(Data listing)
==*==
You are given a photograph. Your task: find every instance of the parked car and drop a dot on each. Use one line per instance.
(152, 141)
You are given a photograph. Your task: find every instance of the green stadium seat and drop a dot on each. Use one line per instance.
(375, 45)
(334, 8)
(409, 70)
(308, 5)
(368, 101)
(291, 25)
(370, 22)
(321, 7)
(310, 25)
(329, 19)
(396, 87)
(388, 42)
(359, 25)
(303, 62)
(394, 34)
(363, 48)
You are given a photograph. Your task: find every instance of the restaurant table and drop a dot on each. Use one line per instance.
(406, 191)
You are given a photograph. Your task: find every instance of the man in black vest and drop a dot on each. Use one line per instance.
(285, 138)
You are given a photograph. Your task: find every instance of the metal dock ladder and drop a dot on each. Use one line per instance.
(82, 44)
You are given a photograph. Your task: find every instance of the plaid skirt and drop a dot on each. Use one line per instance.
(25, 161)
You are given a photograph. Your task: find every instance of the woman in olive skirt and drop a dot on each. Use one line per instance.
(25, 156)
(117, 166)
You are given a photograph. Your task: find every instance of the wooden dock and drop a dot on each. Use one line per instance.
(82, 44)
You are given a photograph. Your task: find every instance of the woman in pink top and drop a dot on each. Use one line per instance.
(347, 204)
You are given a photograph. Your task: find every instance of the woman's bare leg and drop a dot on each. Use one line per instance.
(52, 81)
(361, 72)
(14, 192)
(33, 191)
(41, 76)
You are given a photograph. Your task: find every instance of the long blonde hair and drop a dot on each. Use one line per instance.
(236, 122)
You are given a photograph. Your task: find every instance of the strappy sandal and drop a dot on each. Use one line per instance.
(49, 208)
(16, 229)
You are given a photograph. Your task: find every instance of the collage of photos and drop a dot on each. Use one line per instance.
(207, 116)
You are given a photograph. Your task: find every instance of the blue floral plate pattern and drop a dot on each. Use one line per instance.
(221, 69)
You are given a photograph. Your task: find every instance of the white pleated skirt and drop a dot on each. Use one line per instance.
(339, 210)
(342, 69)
==*==
◆ Short task: Starting at the line that contains "of the woman's", retype each line through the end of the listing above and nothing else.

◆ Problem solution:
You are given a photograph. Your task: find every instance of the woman's bare leg and drop a dot on each. Use one line per instance.
(52, 81)
(361, 72)
(14, 192)
(33, 191)
(41, 76)
You are given a photograph. Your task: find every instance of the long blonde hair and drop a dot on each. Use one line per instance.
(236, 122)
You are given a photograph. Your task: find every instance of the strappy sandal and drop a dot on each. Use one line per instance.
(49, 208)
(16, 229)
You are given a photograph. Your task: find every instance of the collage of photos and drop a dot on each. Use one line per instance.
(207, 116)
You are given a photograph. Your task: find every instance of the blue floral plate pattern and drop a dot on each. Use one line per instance.
(221, 69)
You are given a photograph. Your task: find every instance of the white pleated skirt and drop a dot on each. Use one line per instance.
(339, 210)
(342, 69)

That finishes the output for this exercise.